作業指示: 以下の資料の全行について、「exercise」を「task」に置き換えて書き直してください。それ以外は変えないこと。

ポイントラベリング用データセットの抜粋:

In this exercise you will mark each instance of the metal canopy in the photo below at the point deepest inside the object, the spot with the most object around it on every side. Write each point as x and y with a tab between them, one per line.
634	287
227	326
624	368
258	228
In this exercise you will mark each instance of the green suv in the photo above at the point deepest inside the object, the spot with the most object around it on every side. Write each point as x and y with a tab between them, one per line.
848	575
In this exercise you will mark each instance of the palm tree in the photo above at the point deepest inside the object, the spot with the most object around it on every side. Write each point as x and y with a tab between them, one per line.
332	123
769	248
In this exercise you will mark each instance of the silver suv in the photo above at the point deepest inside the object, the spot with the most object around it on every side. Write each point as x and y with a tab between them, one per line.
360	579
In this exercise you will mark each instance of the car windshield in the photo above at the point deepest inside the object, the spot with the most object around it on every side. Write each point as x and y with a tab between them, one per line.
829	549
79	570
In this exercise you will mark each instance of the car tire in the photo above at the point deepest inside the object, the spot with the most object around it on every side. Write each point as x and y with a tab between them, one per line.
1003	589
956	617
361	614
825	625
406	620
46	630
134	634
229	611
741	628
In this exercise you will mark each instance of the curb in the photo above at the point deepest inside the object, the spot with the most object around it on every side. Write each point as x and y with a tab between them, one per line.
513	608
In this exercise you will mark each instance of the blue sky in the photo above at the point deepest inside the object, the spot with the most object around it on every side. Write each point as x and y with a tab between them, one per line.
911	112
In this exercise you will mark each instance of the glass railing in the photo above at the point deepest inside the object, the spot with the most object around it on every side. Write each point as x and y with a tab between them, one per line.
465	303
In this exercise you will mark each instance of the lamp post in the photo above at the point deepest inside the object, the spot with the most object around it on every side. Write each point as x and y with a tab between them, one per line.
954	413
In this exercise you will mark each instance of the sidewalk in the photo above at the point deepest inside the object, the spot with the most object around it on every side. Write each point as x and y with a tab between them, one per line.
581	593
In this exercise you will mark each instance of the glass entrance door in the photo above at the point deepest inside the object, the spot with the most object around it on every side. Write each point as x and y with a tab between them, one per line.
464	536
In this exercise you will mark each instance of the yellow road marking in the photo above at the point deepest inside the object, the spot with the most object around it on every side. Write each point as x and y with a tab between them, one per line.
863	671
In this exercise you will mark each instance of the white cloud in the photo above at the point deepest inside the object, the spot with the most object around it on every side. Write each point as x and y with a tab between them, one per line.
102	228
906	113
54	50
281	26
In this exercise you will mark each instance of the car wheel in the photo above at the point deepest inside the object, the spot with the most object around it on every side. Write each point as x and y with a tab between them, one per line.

演習結果:
In this task you will mark each instance of the metal canopy in the photo below at the point deepest inside the object, the spot with the most object around it on every side. Write each point as x and y with a tab between them, one per line.
634	287
227	326
624	368
258	228
In this task you will mark each instance of the green suv in the photo above at the point deepest inside the object, the spot with the most object around it on every side. Write each point as x and y with a tab between them, one per line.
848	575
In this task you will mark each instance of the palm tree in the photo above at the point deepest inside the object, the spot with the most object around it on every side. Write each point as x and y with a tab between them, one per line.
332	123
769	248
In this task you will mark each instance of the silver suv in the photo above at the point deepest inside the object, the spot with the most object around it on every side. Write each point as x and y with a tab between them, one per line.
360	579
In this task you will mark each instance of the car windshield in the photo above at the point deepest inside the object, the spot with the most object around it on every side. Write each point as x and y with a tab between them, one per line.
829	549
79	570
In this task you will mark each instance of the car tire in the photo above at the point deepest inside the object, the spot with the most object around it on every side. Write each point as x and y with a tab between them, one per line.
1003	589
956	617
361	614
825	625
406	620
46	630
134	634
229	611
741	628
In this task you will mark each instance of the curb in the photo above at the point deepest inside the object, the spot with the most object around it on every side. Write each point as x and y with a tab between them, one per line.
513	608
In this task you will mark each instance of the blue sky in the photo above at the point deepest inside the object, the spot with the most object around it on every side. Write each point as x and y with a tab between them, one per line.
911	112
In this task you will mark each instance of the glass railing in the photo above at the point deepest inside the object, the spot with the most object around it on every side. Write each point as x and y with a tab between them, one per line.
465	303
In this task you will mark each instance of the lamp post in the photo above at the point deepest inside the object, the spot with the most object around it on every side. Write each point as x and y with a tab between them, one per line.
954	413
In this task you will mark each instance of the sidewalk in the photo above at the point deepest inside the object, the spot with the most object around it on every side. Write each point as x and y with a tab between them, one per line.
581	593
In this task you will mark each instance of the glass entrance door in the photo above at the point deepest inside the object, the spot with the most object around it on every side. Write each point as x and y with a tab between them, one per line.
464	536
In this task you will mark each instance of the yellow road marking in the photo above at the point deepest inside the object, the spot with the most object around it on every side. Write each point as x and y with a tab between them, one per line.
863	671
In this task you will mark each instance of the white cloud in the photo above at the point deepest inside the object, the spot with the most object around it on every side. Write each point as x and y with a tab between them, one per line.
102	228
906	113
54	50
281	26
In this task you will mark each instance of the car wheel in the photo above at the point deepest inside the object, the spot with the most object around it on every side. Write each point as x and y with a tab between them, one per line.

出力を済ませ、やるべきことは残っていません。